_TASK PROMPT_. Please print out every entry below, verbatim.

============

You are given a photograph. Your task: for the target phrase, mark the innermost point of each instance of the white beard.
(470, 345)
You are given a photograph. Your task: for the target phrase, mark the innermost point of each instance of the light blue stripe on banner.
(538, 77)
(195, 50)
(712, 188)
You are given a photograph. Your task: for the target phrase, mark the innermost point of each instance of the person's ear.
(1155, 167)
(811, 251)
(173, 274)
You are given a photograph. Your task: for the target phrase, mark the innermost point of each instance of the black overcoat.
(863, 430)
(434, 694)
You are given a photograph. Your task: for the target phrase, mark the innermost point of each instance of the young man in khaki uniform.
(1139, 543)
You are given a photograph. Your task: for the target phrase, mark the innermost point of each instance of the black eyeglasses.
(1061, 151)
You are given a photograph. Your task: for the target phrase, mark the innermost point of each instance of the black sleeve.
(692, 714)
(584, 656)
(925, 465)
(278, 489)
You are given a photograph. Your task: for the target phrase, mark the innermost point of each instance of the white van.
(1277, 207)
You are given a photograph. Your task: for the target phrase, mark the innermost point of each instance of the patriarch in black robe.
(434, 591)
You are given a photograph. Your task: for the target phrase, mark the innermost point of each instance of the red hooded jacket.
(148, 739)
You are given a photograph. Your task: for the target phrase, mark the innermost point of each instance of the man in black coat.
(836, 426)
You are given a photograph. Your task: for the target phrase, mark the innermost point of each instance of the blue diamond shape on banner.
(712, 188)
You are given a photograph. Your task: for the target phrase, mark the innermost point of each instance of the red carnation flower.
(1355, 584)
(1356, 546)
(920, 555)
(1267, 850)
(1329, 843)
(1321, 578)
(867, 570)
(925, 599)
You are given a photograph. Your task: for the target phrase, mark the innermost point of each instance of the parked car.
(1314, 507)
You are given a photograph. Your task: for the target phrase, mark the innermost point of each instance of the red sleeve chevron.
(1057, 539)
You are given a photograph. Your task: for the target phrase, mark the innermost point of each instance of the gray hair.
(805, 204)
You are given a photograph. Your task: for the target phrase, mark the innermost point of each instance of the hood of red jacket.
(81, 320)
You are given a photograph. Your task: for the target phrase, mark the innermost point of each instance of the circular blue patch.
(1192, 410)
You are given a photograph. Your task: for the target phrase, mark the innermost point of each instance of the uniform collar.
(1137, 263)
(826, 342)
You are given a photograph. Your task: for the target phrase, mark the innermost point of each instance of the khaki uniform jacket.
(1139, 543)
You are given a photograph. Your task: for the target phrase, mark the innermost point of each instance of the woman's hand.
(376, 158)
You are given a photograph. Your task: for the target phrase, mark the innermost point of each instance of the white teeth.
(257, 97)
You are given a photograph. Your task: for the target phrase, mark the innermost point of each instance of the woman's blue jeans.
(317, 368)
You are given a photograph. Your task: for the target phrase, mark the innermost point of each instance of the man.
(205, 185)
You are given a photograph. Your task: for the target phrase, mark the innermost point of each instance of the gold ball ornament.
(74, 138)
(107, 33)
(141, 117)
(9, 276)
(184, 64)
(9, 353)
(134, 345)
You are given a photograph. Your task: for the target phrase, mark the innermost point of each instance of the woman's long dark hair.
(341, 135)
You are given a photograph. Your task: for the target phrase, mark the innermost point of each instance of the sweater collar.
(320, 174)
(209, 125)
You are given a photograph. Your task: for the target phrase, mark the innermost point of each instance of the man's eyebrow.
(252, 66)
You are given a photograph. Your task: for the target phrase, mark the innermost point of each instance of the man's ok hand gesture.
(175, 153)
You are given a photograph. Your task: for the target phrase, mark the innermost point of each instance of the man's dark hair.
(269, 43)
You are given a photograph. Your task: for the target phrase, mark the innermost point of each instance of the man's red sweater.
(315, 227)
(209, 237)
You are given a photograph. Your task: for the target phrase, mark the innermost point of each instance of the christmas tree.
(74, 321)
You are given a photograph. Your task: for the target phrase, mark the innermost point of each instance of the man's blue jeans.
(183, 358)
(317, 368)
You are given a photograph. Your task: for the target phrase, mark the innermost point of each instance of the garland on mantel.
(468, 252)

============

_SOLVED PROBLEM_.
You are given a photograph. Your task: for the target phrase, mark the innermost point of each instance of the white beard.
(470, 345)
You are given a photograph. Your task: for the target phrase, mark the innermost point of each instance of the light blue stripe on banner.
(538, 77)
(195, 50)
(712, 188)
You are given a photograph. Your task: for the target phrase, mark the innermost point of each instance of the person's ear.
(1155, 167)
(811, 251)
(173, 274)
You are given a photograph. Your task: for the target phrase, mark the innermost point of each instance of the black overcoat.
(863, 430)
(434, 694)
You are given a photograph. Your task: for the target phrase, mark the innermost point of each instance of the young man in khaki uniform.
(1139, 543)
You are given a photograph. Your task: for the target phrase, mark the innermost point of each instance of the black eyeglasses.
(1061, 151)
You are given a photograph. Your task: for the target phrase, mark the innermost point of each instance of the black sleeve.
(692, 714)
(584, 656)
(925, 465)
(278, 489)
You are given a photograph. Your task: for the target phrase, mark the innermost point of each instance of the white van.
(1277, 207)
You are given a photograph. Your task: for the target phrase, mark the innermost point of each instance of the patriarch in black robe.
(434, 591)
You are given a photograph. Your task: for the target phrase, mark the innermost point of each instance of the red hooded jacket.
(148, 739)
You are given a photograph. Your task: for the target phrase, mark the innermost point of each instance of the man in black coat.
(836, 426)
You are given a photograph. Your task: for the target phrase, mark the innermost point of each instance of the blue diamond shape on banner.
(712, 188)
You are given a photograph. Your task: for the target phrase, mark the innermost point of each instance of the red carnation flower.
(1355, 584)
(1356, 546)
(920, 555)
(1267, 850)
(1329, 843)
(1321, 578)
(867, 570)
(925, 599)
You are given a photograph. Your task: for the target phrase, mark the innermost point of each instance of the parked car.
(1314, 507)
You are given a photograph. Your task: for the target phrase, mark the innermost point of each instance of the red sleeve chevron.
(1057, 539)
You are given a photograph. Your task: for the target phrase, mark the innermost point of each instance of the gray hair.
(805, 204)
You are given a photograph. Your task: for the target phrase, mark the innermost point of each instance of the hood of red jacket.
(81, 320)
You are given a photograph. Your task: for the target phrase, mark the innermost point of each instance of the circular blue patch.
(1192, 410)
You are given a photograph. Your task: for the target phrase, mark the innermost point of each instance of the uniform collar.
(1137, 263)
(826, 342)
You are given a photograph. Your task: for the target phrase, mark the innermost point of each instance of the khaki uniform jacket.
(1139, 543)
You are given a photograph. Your task: for the target phrase, mark the innermost point of each instance of the woman's hand.
(376, 158)
You are given a photograph. Your task: for the target phrase, mark the innermost point of each instance of the white teeth.
(257, 97)
You are given a photograph. Your task: for the target phrase, mark the innermost point of each instance of the woman's blue jeans.
(317, 368)
You are given a photograph. Your task: for the target phrase, mark the innermost point of each instance of the man.
(205, 185)
You are given a photograph. Your task: for the target phrase, mark the innermost point of each instance of the gold ball ornament.
(74, 138)
(107, 33)
(141, 117)
(9, 276)
(184, 64)
(9, 353)
(134, 345)
You are given a photograph. Your task: for the target phrase, mark the innermost point of each instance of the woman's long dark hair.
(341, 135)
You are given a photograph. Your task: for the target phrase, mark the innermost point of each instance of the sweater collar.
(320, 174)
(209, 125)
You are given a photograph. Your task: for the target phrase, mark the innermost point of each instance of the man's eyebrow.
(252, 66)
You are given a photograph. Your task: for the target phrase, mark the innermost point of each instance of the man's ok hand gesture.
(175, 153)
You are given a photograph. Your task: for the target phrase, mark the innermost point of each instance of the man's dark hair.
(269, 43)
You are given a photograph. Your task: for the target phrase, mark the innermost point of each instance of the man's red sweater.
(315, 227)
(209, 237)
You are given a photograph. Your task: for the target phrase, mark the innermost point of each instance of the christmas tree.
(74, 321)
You are given a photograph. Your task: for the target phrase, mark the innermost point of each instance of the man's blue jeans.
(183, 358)
(317, 368)
You are given a photograph. Your task: for the target phrase, mark the innermost point of each instance of the garland on mantel.
(468, 252)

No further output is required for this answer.